_Job a_
Reproduce the passage on counting the cost between "In our passage" and "decides to build!", inclusive, without altering any wording or punctuation.

_Selected extract_
As its name suggests, Cost Benefit Analysis is when economists try calculate every possible cost and benefit associated with different spending options. They try to work out which would offer the greatest return on taxpayers’ money. Sometimes costs and benefits are easy to quantify, like the cost of building a new bridge or efficiency savings from new technology. But sometimes costs and benefits are harder to estimate. For example, what value can you put on a cleaner environment, a healthier population or a higher quality of life? What costs should be assigned to the effects of crime, pollution or poor education? A lot of careful thought is required to reach the right conclusion.
In our passage today, Jesus urges potential disciples us to carefully count the cost before following him. And in verses 28 to 32 he tells two stories of people who counted the cost before making a decision.
- Jesus’ first example is someone deciding whether to build a tower. If he starts building before counting the cost he may run out of money before he can finish it. If he can only afford the tower’s foundations “everyone who sees it will ridicule him” – he will be a laughing stock. A wise man compares his construction costs to his bank balance before he decides to build!
- In his second story, Jesus describes a wise king who weighs up his chances of victory before engaging in battle. A wise king will certainly ask for peace if he’s properly considered the cost of defeat.

_Job b_
Return each line of the rows below that contains the word "robe".

_Working data_
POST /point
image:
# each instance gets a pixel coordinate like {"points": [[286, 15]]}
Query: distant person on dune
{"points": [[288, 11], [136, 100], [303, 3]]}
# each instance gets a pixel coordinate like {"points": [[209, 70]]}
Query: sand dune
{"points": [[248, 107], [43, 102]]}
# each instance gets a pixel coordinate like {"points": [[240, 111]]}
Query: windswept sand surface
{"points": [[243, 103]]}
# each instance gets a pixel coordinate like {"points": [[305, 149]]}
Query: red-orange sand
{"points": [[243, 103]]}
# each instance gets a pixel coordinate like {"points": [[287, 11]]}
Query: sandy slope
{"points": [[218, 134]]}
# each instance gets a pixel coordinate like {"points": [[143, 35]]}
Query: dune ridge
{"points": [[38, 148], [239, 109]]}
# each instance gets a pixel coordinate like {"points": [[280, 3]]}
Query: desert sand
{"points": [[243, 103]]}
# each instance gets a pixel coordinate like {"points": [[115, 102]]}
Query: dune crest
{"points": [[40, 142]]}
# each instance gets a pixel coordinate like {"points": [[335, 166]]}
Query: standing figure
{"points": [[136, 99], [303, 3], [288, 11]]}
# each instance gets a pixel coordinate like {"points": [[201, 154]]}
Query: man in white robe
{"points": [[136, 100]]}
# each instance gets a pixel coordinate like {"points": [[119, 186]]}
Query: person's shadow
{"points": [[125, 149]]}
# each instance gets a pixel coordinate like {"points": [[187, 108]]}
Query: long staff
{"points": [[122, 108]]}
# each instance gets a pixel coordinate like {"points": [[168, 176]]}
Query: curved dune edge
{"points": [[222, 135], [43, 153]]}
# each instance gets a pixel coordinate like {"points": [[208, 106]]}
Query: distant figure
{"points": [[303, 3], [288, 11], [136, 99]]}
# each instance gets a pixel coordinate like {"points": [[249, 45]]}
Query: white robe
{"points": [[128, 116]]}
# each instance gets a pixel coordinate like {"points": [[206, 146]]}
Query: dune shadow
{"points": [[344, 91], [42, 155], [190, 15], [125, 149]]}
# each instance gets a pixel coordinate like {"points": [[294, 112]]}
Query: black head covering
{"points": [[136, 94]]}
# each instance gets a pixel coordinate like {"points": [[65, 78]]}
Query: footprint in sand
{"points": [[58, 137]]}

_Exercise solution a_
In our passage today, Jesus urges potential disciples us to carefully count the cost before following him. And in verses 28 to 32 he tells two stories of people who counted the cost before making a decision.
- Jesus’ first example is someone deciding whether to build a tower. If he starts building before counting the cost he may run out of money before he can finish it. If he can only afford the tower’s foundations “everyone who sees it will ridicule him” – he will be a laughing stock. A wise man compares his construction costs to his bank balance before he decides to build!

_Exercise solution b_
Query: man in white robe
Query: white robe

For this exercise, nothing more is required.